* _Work required_
Below is a set of records; print all of them exactly as written.

--- Working data ---

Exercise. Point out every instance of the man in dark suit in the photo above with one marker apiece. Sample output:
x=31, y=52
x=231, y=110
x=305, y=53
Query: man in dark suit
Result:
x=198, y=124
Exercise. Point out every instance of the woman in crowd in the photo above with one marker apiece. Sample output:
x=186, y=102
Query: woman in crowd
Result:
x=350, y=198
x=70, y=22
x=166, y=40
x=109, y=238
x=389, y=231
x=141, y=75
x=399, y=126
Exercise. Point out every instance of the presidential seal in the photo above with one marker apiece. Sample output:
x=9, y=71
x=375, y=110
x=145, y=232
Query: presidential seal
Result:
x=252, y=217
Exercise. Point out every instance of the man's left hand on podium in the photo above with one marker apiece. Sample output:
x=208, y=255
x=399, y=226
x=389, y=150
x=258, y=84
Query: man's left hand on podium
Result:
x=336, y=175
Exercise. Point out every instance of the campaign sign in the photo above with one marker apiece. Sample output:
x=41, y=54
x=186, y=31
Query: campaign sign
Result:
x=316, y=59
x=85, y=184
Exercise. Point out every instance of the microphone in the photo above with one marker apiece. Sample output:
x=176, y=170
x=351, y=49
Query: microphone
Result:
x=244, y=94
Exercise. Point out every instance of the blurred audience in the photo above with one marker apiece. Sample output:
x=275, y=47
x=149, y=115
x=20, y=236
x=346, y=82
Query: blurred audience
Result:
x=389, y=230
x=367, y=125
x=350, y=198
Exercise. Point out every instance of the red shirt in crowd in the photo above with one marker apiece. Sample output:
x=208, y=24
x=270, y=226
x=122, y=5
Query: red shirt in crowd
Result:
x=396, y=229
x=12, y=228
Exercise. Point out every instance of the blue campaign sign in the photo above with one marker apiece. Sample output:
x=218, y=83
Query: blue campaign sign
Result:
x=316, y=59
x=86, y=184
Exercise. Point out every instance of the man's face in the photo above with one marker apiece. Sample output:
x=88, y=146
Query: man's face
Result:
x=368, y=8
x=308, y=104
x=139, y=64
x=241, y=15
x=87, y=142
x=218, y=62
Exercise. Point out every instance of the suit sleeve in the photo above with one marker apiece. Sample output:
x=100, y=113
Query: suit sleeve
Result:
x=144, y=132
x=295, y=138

---

* _Answer to the problem_
Exercise. Point out every instance of the man in dark suit in the photo above with one marker apiece. Sample output:
x=31, y=52
x=231, y=110
x=305, y=53
Query: man in dark suit
Result:
x=198, y=124
Exercise. Point out every instance of the woman in crowd in the photo above with one marker apiece. Sample output:
x=186, y=102
Query: woman in crowd
Result:
x=350, y=198
x=70, y=22
x=166, y=40
x=109, y=238
x=389, y=231
x=141, y=75
x=399, y=126
Exercise. Point out every instance of the presidential seal in the photo above with one marker apiece. Sample output:
x=9, y=71
x=375, y=110
x=145, y=232
Query: presidential seal
Result:
x=252, y=217
Exercise. Point out every instance of the man's left hand on podium in the photo above with one marker apiece. Sample output:
x=208, y=255
x=399, y=226
x=389, y=150
x=258, y=84
Query: man's left hand on podium
Result:
x=336, y=175
Exercise. Point out every instance of the campaign sign in the photo above with one marker apiece. Sample output:
x=41, y=54
x=186, y=31
Query: campaign sign
Result:
x=316, y=59
x=85, y=184
Exercise. Point out every instance of the microphone in the photo above with one marker apiece. Sample output:
x=176, y=170
x=351, y=49
Query: microphone
Result:
x=244, y=94
Exercise. Point out every instance of the blurred audience in the photo above with one marker apiece. Sample output:
x=275, y=47
x=149, y=115
x=20, y=236
x=346, y=82
Query: blurred audience
Result:
x=389, y=230
x=367, y=125
x=350, y=198
Exercise. Point out every instance of the red shirt in crowd in the photo above with one marker apiece. Sample output:
x=208, y=24
x=270, y=226
x=122, y=5
Query: red shirt in crowd
Result:
x=396, y=229
x=12, y=228
Exercise. Point out every instance of the blue campaign sign in the photo above with one marker apiece. Sample output:
x=218, y=83
Query: blue campaign sign
Result:
x=316, y=59
x=86, y=184
Exercise. Point out every instance of the man's face in the photo above with one marker apiece. Sample output:
x=88, y=146
Query: man's face
Result:
x=368, y=8
x=308, y=104
x=139, y=64
x=241, y=15
x=87, y=142
x=218, y=62
Exercise. Point out every instance of the suit sleeve in the photo above with one marker apiece. Sample output:
x=100, y=113
Query: suit sleeve
Result:
x=144, y=132
x=295, y=138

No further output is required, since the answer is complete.